WAS GEBRAUCHT WIRD:
Schreib aus der Auflistung unten den Teil ab, der mit der Zeile beginnt, in der „Tag one spot per instance of the blue headphone“ steht, und mit dem Ende der Auflistung aufhört. Beide Enden gehören dazu, und nichts darf verändert werden.

━━ DIE AUFLISTUNG

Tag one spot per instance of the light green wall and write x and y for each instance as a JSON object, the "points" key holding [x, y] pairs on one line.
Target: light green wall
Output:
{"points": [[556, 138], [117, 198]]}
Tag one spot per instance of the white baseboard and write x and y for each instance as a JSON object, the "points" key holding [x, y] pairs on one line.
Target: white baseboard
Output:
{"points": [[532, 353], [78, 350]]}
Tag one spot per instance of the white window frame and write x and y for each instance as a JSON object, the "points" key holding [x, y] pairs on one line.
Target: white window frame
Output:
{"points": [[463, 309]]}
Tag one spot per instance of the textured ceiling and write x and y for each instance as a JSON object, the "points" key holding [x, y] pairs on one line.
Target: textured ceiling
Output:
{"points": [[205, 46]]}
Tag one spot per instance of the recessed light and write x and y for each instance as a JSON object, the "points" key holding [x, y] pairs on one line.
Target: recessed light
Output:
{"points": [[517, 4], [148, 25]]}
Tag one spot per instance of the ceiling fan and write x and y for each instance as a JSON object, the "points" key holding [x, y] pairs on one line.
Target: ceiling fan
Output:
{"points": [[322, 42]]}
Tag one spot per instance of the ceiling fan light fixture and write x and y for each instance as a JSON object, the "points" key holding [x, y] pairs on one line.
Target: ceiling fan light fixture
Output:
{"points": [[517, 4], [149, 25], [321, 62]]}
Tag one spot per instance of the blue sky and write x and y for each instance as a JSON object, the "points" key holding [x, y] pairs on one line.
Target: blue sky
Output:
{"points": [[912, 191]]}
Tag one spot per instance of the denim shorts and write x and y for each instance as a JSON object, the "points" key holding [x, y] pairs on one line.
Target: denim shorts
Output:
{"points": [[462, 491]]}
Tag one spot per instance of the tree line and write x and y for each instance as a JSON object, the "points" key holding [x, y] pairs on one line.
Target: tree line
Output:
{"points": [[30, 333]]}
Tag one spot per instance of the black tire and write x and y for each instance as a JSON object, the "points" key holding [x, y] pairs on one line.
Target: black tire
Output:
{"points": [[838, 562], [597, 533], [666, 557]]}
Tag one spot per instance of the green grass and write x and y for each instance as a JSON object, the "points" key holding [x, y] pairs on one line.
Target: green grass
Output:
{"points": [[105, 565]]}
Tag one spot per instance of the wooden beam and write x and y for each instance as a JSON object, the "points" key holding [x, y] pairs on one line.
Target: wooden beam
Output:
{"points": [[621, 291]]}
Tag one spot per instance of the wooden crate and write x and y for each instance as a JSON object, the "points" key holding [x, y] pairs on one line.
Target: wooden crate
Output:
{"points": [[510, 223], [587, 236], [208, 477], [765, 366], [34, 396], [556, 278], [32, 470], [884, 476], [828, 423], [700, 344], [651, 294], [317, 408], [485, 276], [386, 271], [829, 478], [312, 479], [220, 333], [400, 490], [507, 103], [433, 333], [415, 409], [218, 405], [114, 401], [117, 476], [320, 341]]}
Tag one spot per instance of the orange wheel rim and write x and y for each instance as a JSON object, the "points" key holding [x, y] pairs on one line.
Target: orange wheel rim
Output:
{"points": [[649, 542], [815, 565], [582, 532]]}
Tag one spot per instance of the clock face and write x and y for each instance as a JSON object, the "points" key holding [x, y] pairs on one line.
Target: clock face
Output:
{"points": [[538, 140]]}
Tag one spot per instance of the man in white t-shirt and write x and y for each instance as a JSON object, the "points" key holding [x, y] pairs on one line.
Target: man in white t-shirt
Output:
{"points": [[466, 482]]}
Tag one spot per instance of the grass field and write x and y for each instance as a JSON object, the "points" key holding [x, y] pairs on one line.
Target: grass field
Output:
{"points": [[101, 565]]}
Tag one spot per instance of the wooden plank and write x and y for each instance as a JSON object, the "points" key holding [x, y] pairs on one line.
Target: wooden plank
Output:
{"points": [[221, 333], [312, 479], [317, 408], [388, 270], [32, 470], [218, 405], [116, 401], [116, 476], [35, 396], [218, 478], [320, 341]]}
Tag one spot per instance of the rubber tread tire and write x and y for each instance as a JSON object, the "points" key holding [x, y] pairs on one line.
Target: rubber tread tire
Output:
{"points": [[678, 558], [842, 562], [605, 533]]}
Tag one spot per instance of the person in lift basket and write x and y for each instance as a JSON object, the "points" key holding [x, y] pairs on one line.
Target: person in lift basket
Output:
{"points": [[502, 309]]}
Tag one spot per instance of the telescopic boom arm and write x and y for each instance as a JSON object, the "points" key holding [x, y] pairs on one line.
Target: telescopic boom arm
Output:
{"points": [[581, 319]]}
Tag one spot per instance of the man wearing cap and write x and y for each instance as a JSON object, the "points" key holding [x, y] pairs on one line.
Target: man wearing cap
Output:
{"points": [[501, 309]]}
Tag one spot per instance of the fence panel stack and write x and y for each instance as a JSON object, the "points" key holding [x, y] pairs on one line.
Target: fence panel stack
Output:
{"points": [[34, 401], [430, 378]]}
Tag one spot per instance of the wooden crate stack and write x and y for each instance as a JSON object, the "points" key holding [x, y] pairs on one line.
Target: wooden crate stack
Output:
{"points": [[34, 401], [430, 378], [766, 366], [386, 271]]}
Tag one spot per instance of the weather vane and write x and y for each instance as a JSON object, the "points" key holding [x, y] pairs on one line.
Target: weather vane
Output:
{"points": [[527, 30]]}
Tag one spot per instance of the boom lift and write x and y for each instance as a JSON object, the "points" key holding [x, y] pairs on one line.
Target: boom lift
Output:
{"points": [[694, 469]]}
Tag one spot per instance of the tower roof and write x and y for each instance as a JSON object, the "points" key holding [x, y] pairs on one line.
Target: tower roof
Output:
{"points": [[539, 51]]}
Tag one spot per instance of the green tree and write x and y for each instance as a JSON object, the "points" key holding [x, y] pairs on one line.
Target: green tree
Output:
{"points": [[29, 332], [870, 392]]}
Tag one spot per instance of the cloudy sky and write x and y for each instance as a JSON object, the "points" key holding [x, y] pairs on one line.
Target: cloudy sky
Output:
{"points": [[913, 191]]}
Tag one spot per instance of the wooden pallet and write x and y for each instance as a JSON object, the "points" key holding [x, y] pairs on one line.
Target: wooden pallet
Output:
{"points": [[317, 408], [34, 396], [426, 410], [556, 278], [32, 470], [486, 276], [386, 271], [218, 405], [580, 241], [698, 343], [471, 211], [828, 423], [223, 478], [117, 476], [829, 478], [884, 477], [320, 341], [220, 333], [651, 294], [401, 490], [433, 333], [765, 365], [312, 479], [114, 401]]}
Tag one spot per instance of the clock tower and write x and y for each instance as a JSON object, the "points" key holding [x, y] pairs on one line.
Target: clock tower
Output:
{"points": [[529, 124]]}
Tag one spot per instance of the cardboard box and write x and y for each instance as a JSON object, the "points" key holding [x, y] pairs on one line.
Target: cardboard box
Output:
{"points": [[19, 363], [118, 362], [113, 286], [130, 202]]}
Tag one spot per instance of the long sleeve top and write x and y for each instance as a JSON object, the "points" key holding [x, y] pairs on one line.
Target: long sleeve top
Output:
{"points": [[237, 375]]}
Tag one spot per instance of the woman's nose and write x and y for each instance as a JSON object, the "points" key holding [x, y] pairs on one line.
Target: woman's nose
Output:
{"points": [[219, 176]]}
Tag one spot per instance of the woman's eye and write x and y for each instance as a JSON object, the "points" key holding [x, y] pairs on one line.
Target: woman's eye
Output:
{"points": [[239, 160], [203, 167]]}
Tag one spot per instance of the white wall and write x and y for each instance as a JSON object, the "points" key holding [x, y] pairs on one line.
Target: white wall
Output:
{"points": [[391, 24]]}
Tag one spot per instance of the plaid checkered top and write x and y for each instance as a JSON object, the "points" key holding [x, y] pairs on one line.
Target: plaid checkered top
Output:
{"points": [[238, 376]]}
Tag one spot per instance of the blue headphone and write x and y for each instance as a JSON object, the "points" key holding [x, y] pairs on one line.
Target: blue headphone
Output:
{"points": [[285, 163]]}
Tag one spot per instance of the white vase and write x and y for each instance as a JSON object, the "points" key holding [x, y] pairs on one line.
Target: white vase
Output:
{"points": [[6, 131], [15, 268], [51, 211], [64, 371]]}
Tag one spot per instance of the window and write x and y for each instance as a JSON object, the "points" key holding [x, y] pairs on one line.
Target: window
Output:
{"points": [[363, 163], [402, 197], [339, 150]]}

━━━━

LÖSUNG DER AUFGABE:
Tag one spot per instance of the blue headphone and write x and y for each instance as a JSON object, the "points" key holding [x, y] pairs on one line.
Target: blue headphone
Output:
{"points": [[285, 163]]}
Tag one spot per instance of the white vase and write x and y for each instance as a JSON object, the "points" key holding [x, y] pairs on one line.
Target: white vase
Output:
{"points": [[6, 131], [15, 268], [51, 211], [64, 371]]}
Tag one spot per instance of the window and write x and y for each instance as a JSON object, the "points" key holding [x, y] pairs on one line.
Target: window
Output:
{"points": [[363, 163], [402, 197], [339, 150]]}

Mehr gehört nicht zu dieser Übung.